▶ [REQUIRED ACTION] Return every entry exactly, except for any pictures.

▶ [DATASET]
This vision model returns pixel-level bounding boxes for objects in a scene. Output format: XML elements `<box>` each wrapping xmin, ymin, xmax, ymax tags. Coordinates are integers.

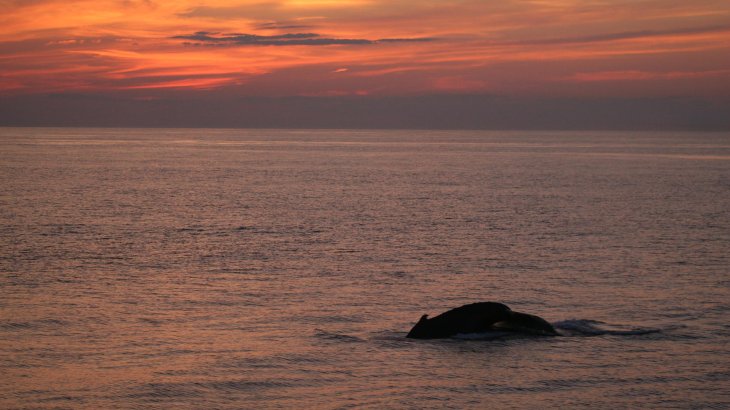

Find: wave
<box><xmin>452</xmin><ymin>331</ymin><xmax>516</xmax><ymax>340</ymax></box>
<box><xmin>553</xmin><ymin>319</ymin><xmax>661</xmax><ymax>336</ymax></box>
<box><xmin>313</xmin><ymin>329</ymin><xmax>364</xmax><ymax>343</ymax></box>
<box><xmin>0</xmin><ymin>318</ymin><xmax>67</xmax><ymax>331</ymax></box>
<box><xmin>432</xmin><ymin>320</ymin><xmax>662</xmax><ymax>340</ymax></box>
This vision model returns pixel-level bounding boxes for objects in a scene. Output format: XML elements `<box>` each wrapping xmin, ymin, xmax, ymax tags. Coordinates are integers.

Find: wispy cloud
<box><xmin>1</xmin><ymin>0</ymin><xmax>729</xmax><ymax>97</ymax></box>
<box><xmin>172</xmin><ymin>31</ymin><xmax>435</xmax><ymax>46</ymax></box>
<box><xmin>254</xmin><ymin>21</ymin><xmax>315</xmax><ymax>31</ymax></box>
<box><xmin>497</xmin><ymin>24</ymin><xmax>730</xmax><ymax>46</ymax></box>
<box><xmin>567</xmin><ymin>69</ymin><xmax>730</xmax><ymax>82</ymax></box>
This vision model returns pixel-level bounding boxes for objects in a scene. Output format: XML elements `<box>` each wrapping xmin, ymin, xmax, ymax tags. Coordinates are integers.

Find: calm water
<box><xmin>1</xmin><ymin>128</ymin><xmax>729</xmax><ymax>409</ymax></box>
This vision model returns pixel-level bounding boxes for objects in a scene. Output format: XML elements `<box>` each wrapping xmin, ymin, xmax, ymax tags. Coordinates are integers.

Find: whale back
<box><xmin>492</xmin><ymin>311</ymin><xmax>559</xmax><ymax>336</ymax></box>
<box><xmin>406</xmin><ymin>302</ymin><xmax>512</xmax><ymax>339</ymax></box>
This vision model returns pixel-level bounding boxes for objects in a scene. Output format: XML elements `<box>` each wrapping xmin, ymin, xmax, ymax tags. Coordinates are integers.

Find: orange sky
<box><xmin>1</xmin><ymin>0</ymin><xmax>730</xmax><ymax>98</ymax></box>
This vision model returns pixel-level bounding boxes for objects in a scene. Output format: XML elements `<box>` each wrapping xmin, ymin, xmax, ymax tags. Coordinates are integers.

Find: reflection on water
<box><xmin>1</xmin><ymin>128</ymin><xmax>729</xmax><ymax>408</ymax></box>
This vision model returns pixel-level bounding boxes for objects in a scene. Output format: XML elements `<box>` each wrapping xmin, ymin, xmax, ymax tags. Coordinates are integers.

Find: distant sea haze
<box><xmin>1</xmin><ymin>95</ymin><xmax>730</xmax><ymax>130</ymax></box>
<box><xmin>1</xmin><ymin>128</ymin><xmax>728</xmax><ymax>408</ymax></box>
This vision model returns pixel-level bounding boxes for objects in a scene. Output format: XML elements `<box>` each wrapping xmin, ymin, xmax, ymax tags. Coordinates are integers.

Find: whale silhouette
<box><xmin>406</xmin><ymin>302</ymin><xmax>558</xmax><ymax>339</ymax></box>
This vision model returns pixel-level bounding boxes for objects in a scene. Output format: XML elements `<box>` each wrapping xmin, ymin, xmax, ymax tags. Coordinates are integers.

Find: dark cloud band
<box><xmin>173</xmin><ymin>31</ymin><xmax>434</xmax><ymax>46</ymax></box>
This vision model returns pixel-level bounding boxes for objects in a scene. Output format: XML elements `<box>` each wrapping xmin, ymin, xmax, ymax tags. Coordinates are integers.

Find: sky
<box><xmin>1</xmin><ymin>0</ymin><xmax>730</xmax><ymax>129</ymax></box>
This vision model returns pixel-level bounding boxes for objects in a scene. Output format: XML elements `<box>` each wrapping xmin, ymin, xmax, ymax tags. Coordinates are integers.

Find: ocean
<box><xmin>1</xmin><ymin>127</ymin><xmax>728</xmax><ymax>408</ymax></box>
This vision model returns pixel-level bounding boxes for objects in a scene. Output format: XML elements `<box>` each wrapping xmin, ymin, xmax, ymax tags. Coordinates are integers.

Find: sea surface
<box><xmin>1</xmin><ymin>127</ymin><xmax>729</xmax><ymax>409</ymax></box>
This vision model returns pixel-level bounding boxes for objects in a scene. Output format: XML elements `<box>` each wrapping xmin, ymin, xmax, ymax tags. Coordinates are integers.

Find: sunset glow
<box><xmin>2</xmin><ymin>0</ymin><xmax>729</xmax><ymax>98</ymax></box>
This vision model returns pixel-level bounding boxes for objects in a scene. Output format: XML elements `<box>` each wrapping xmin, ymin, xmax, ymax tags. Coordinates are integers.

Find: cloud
<box><xmin>2</xmin><ymin>0</ymin><xmax>729</xmax><ymax>99</ymax></box>
<box><xmin>377</xmin><ymin>38</ymin><xmax>436</xmax><ymax>43</ymax></box>
<box><xmin>172</xmin><ymin>31</ymin><xmax>435</xmax><ymax>46</ymax></box>
<box><xmin>117</xmin><ymin>0</ymin><xmax>154</xmax><ymax>7</ymax></box>
<box><xmin>499</xmin><ymin>24</ymin><xmax>730</xmax><ymax>46</ymax></box>
<box><xmin>177</xmin><ymin>3</ymin><xmax>283</xmax><ymax>20</ymax></box>
<box><xmin>177</xmin><ymin>1</ymin><xmax>375</xmax><ymax>20</ymax></box>
<box><xmin>254</xmin><ymin>21</ymin><xmax>315</xmax><ymax>31</ymax></box>
<box><xmin>567</xmin><ymin>69</ymin><xmax>730</xmax><ymax>82</ymax></box>
<box><xmin>0</xmin><ymin>0</ymin><xmax>61</xmax><ymax>9</ymax></box>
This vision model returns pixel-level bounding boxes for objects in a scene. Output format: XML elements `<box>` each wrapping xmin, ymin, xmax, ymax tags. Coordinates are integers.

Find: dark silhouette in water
<box><xmin>406</xmin><ymin>302</ymin><xmax>558</xmax><ymax>339</ymax></box>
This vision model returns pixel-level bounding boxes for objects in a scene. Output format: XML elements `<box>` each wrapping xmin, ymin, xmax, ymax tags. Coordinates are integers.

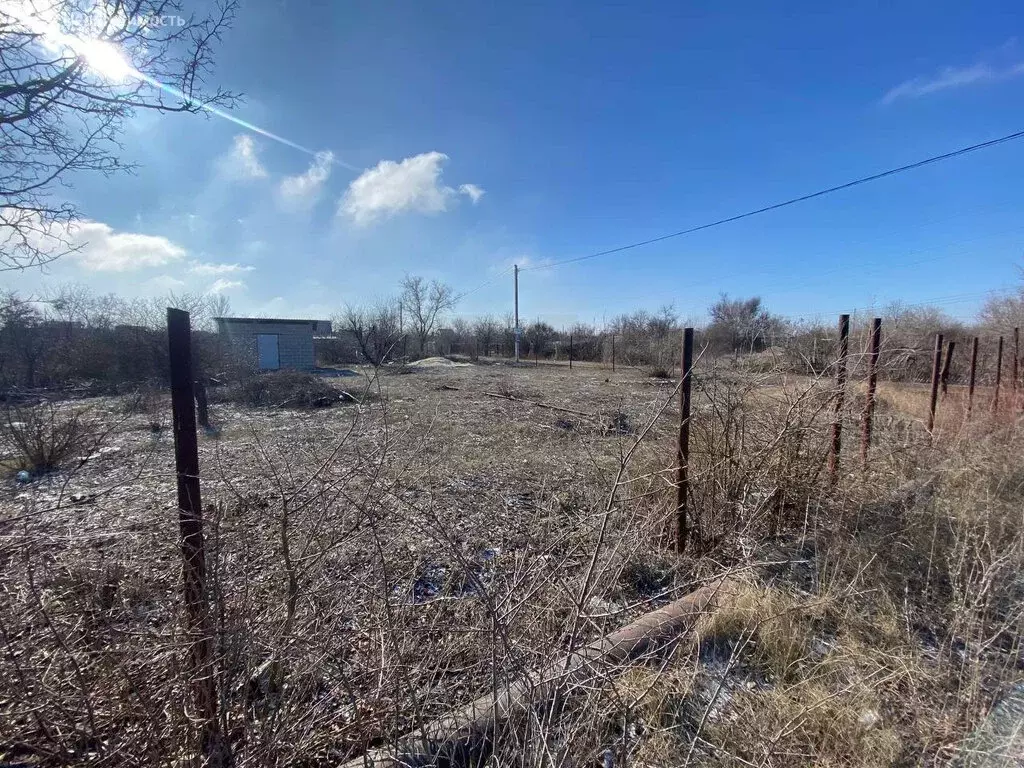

▶ [SOLUTION]
This vision model returns pixel-level bounding boxes for objects in a scene. Output format: XML elements `<box>` each wrapping xmin, ymin, xmax, ymax tags. Coordinates are integers.


Find: wave
<box><xmin>452</xmin><ymin>331</ymin><xmax>516</xmax><ymax>340</ymax></box>
<box><xmin>553</xmin><ymin>319</ymin><xmax>661</xmax><ymax>336</ymax></box>
<box><xmin>313</xmin><ymin>329</ymin><xmax>364</xmax><ymax>343</ymax></box>
<box><xmin>0</xmin><ymin>318</ymin><xmax>67</xmax><ymax>331</ymax></box>
<box><xmin>432</xmin><ymin>320</ymin><xmax>662</xmax><ymax>340</ymax></box>
This vision model returns pixel-level bounding boxes for objects in a scene. Output format: XML elements `<box>` each wrapping xmin, ymin, xmax, ymax tags. Coordinates are integers.

Find: wispy cloud
<box><xmin>1</xmin><ymin>0</ymin><xmax>729</xmax><ymax>97</ymax></box>
<box><xmin>172</xmin><ymin>31</ymin><xmax>435</xmax><ymax>46</ymax></box>
<box><xmin>254</xmin><ymin>21</ymin><xmax>315</xmax><ymax>31</ymax></box>
<box><xmin>497</xmin><ymin>24</ymin><xmax>730</xmax><ymax>46</ymax></box>
<box><xmin>567</xmin><ymin>69</ymin><xmax>730</xmax><ymax>82</ymax></box>
This vision model returns pixel-level bounding boxes for objects in a scene. Output format: XML elements `<box>` each wrapping xmin, ymin, xmax, ymax tags. Coordinates are integers.

Find: calm water
<box><xmin>1</xmin><ymin>128</ymin><xmax>729</xmax><ymax>409</ymax></box>
This vision model returns pixel-level bounding boxes for objects in a scene. Output format: XML elements `<box>` each wrapping xmin, ymin, xmax, ymax tags. Coordinates are integers.

Find: whale back
<box><xmin>492</xmin><ymin>311</ymin><xmax>559</xmax><ymax>336</ymax></box>
<box><xmin>406</xmin><ymin>302</ymin><xmax>512</xmax><ymax>339</ymax></box>
This vision model returns pixel-level bounding boxes for objects in a scene. Output format: XML elements `<box>` each wrapping xmin, ymin, xmax, ymax tags. Coordinates are integers.

Find: orange sky
<box><xmin>1</xmin><ymin>0</ymin><xmax>730</xmax><ymax>98</ymax></box>
This vision model returns pixel-level bounding boxes for objects in a scene. Output format: XML elements `<box>` each wrapping xmin, ymin, xmax, ymax tags. Coordinates are integers.

Find: reflection on water
<box><xmin>1</xmin><ymin>128</ymin><xmax>729</xmax><ymax>408</ymax></box>
This vision model returns pixel-level bounding boxes for objects in a scene. Output format: XML elements `<box>` each wrapping xmin, ymin, xmax, ymax tags. Coordinates are integers.

Find: distant sea haze
<box><xmin>1</xmin><ymin>95</ymin><xmax>730</xmax><ymax>130</ymax></box>
<box><xmin>1</xmin><ymin>128</ymin><xmax>728</xmax><ymax>408</ymax></box>
This vision model returns pixel-level bounding boxes for objects in a scene. Output format: XML elements `<box>` each wrapping xmin, ymin, xmax, ymax tags. Coordinates are integers.

Find: whale silhouette
<box><xmin>406</xmin><ymin>302</ymin><xmax>558</xmax><ymax>339</ymax></box>
This vision model returns pixel-level bounding boxes for objects in a scene. Output format: XML elements `<box>` each wrapping xmin, ymin, xmax, ymax tags. Coordinates are integers.

Find: dark cloud band
<box><xmin>173</xmin><ymin>31</ymin><xmax>434</xmax><ymax>46</ymax></box>
This vision model returns pixel-level bounding boxes for objects in a scene. Output format: XML elements `<box>` each wrapping xmin, ymin, xmax, ymax tags. Coordinates are integers.

Find: sky
<box><xmin>1</xmin><ymin>0</ymin><xmax>730</xmax><ymax>129</ymax></box>
This vision model returns pixel-level bounding boxes for objects in a scene. Output format: XML elements `<box>` each wrapping xmin, ymin, xmax, ymax tags. Coordinates are integers.

Find: ocean
<box><xmin>1</xmin><ymin>127</ymin><xmax>728</xmax><ymax>408</ymax></box>
This vision model returns pixel-level bounding boxes for objects in a scene. Output format: XML elements `<box>` each wrapping xmin, ymin, xmax, ymax tags. Coordinates are integers.

Find: sea surface
<box><xmin>1</xmin><ymin>127</ymin><xmax>729</xmax><ymax>409</ymax></box>
This vision model returns pixel-level bounding boxes for objects in a scene. Output format: XML elements `<box>` each wrapping xmin, ymin, xmax, ymax tags. Coordinates are integers.

Find: sunset glow
<box><xmin>2</xmin><ymin>0</ymin><xmax>729</xmax><ymax>98</ymax></box>
This vision model returns pixel-level bounding boxes for objects in a scene. Output format: XML elements `<box>` each wrapping xmin, ymin, xmax, ymax tags. Coordinates are integers.

Find: cloud
<box><xmin>2</xmin><ymin>0</ymin><xmax>729</xmax><ymax>99</ymax></box>
<box><xmin>377</xmin><ymin>38</ymin><xmax>436</xmax><ymax>43</ymax></box>
<box><xmin>172</xmin><ymin>31</ymin><xmax>435</xmax><ymax>46</ymax></box>
<box><xmin>117</xmin><ymin>0</ymin><xmax>154</xmax><ymax>7</ymax></box>
<box><xmin>499</xmin><ymin>24</ymin><xmax>730</xmax><ymax>46</ymax></box>
<box><xmin>177</xmin><ymin>3</ymin><xmax>283</xmax><ymax>20</ymax></box>
<box><xmin>177</xmin><ymin>1</ymin><xmax>375</xmax><ymax>20</ymax></box>
<box><xmin>254</xmin><ymin>21</ymin><xmax>315</xmax><ymax>31</ymax></box>
<box><xmin>567</xmin><ymin>69</ymin><xmax>730</xmax><ymax>82</ymax></box>
<box><xmin>0</xmin><ymin>0</ymin><xmax>61</xmax><ymax>9</ymax></box>
This vision model returns pixel-level bounding boxes for objects in a scene. Output format: XML elements `<box>` each wrapping xmin, ymin, xmax, ymax tags. Coordinates are integers.

Find: dark silhouette in water
<box><xmin>406</xmin><ymin>302</ymin><xmax>558</xmax><ymax>339</ymax></box>
This vision model returns pixel-level bounding boxes for objects in a scene. Output format: XML elements `<box>` each wrapping xmin, ymin, xmax, ymax tags. Coordinates are integers.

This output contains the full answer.